▶ **Aim of the exercise**
Update the data below by changing each "fill_convention" to "fill_rule" and leaving everything else as it is. Omit the pictures from your answer.
### Task input ###
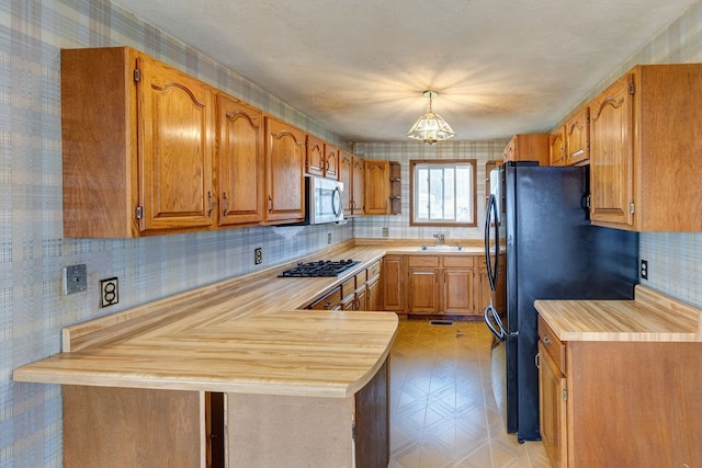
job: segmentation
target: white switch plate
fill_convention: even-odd
[[[64,266],[64,295],[82,293],[88,288],[86,264]]]

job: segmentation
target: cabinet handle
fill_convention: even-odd
[[[207,217],[212,216],[212,210],[215,209],[215,201],[212,198],[212,192],[207,192],[207,199],[210,201],[210,209],[207,210]]]

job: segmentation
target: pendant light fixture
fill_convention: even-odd
[[[432,110],[432,100],[439,95],[437,91],[424,91],[424,96],[429,98],[429,112],[412,125],[407,136],[424,141],[427,145],[434,145],[437,141],[448,140],[456,134],[441,115],[434,114]]]

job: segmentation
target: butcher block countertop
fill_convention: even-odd
[[[347,398],[385,362],[393,312],[299,310],[385,255],[349,244],[318,252],[363,263],[333,278],[280,278],[296,262],[148,303],[64,330],[64,352],[18,381]]]
[[[637,285],[634,300],[535,300],[562,341],[702,341],[702,310]]]

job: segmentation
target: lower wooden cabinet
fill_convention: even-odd
[[[541,436],[554,466],[702,466],[702,343],[561,342],[539,317]]]
[[[383,308],[409,315],[479,316],[489,303],[482,292],[480,256],[386,255]],[[483,270],[485,263],[483,262]],[[487,282],[485,282],[487,284]],[[483,304],[484,297],[485,304]]]

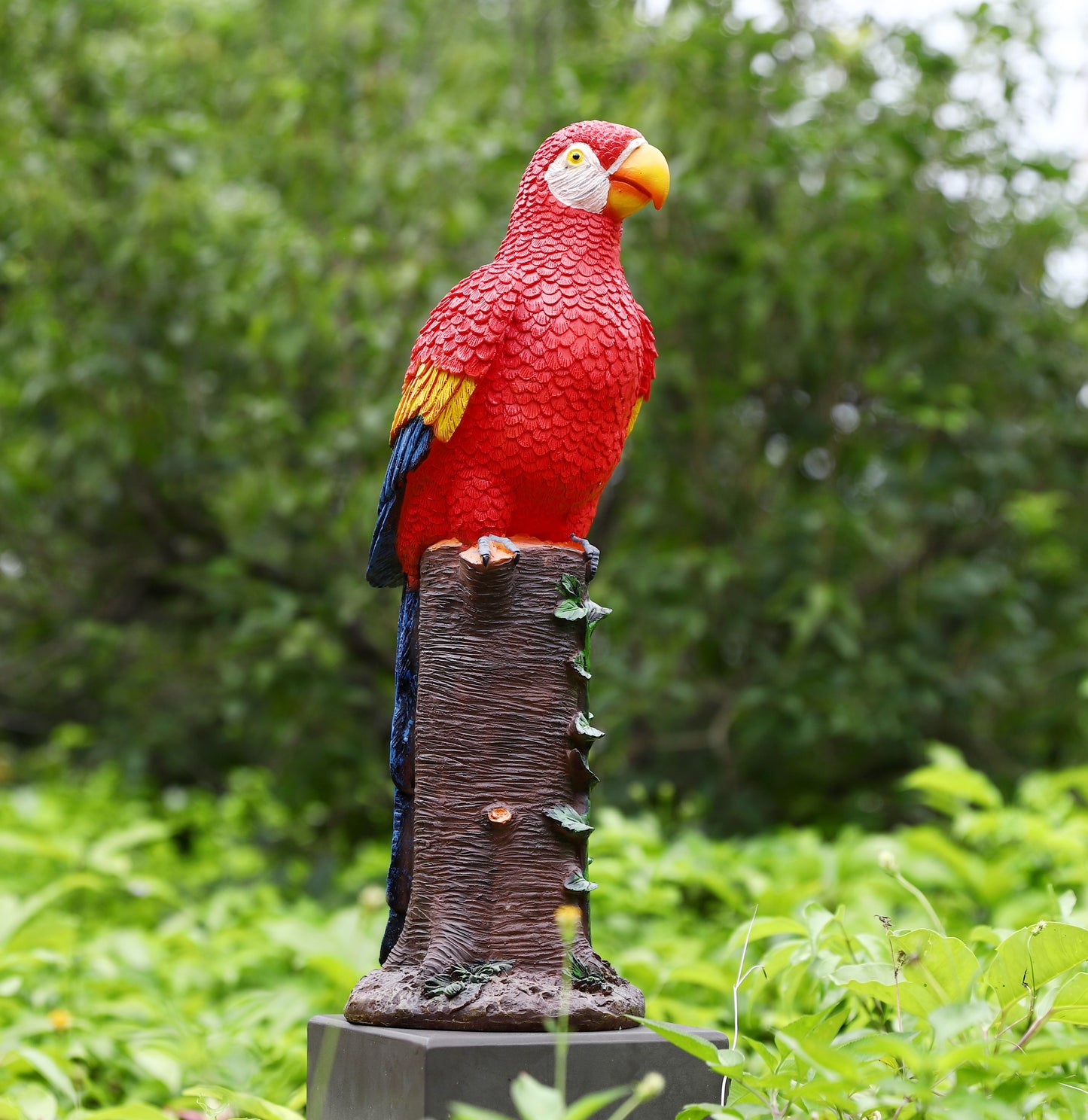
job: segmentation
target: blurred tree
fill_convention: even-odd
[[[595,528],[603,768],[732,829],[880,818],[931,737],[1082,750],[1086,339],[1042,290],[1080,223],[1015,150],[1030,21],[954,60],[636,11],[8,0],[0,734],[387,827],[407,355],[540,138],[605,116],[675,189],[626,239],[662,357]]]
###
▶ **Final answer**
job: segmentation
target: white switch plate
fill_rule: even-odd
[[[64,266],[64,295],[82,293],[88,288],[86,264]]]

job: segmentation
target: cabinet handle
fill_rule: even-odd
[[[207,217],[212,216],[212,210],[215,209],[215,201],[212,198],[212,192],[207,192],[207,199],[210,201],[210,209],[207,210]]]

job: segmentation
target: pendant light fixture
fill_rule: even-odd
[[[432,110],[432,100],[439,95],[437,91],[424,91],[424,96],[429,98],[429,112],[412,125],[407,136],[424,141],[427,145],[434,145],[437,141],[448,140],[456,134],[441,115],[434,114]]]

job: segmentation
target: butcher block countertop
fill_rule: even-odd
[[[347,398],[385,362],[393,312],[299,310],[385,255],[349,244],[318,252],[363,263],[333,278],[280,278],[296,262],[148,303],[64,330],[64,352],[18,381]]]
[[[637,285],[634,300],[535,300],[562,341],[702,341],[702,310]]]

job: segmentation
target: lower wooden cabinet
fill_rule: even-odd
[[[541,436],[554,466],[702,466],[702,343],[561,342],[539,317]]]
[[[383,308],[409,315],[479,316],[489,303],[482,292],[480,256],[386,255]],[[483,270],[485,263],[483,262]],[[487,282],[485,282],[487,284]],[[483,304],[484,297],[485,304]]]

job: segmentation
target: blurred tree
fill_rule: even-odd
[[[595,528],[603,768],[732,829],[880,818],[931,737],[1082,750],[1086,339],[1042,290],[1080,223],[1015,150],[1030,21],[954,60],[636,11],[8,0],[0,734],[387,827],[407,355],[540,138],[605,116],[675,189],[626,239],[662,357]]]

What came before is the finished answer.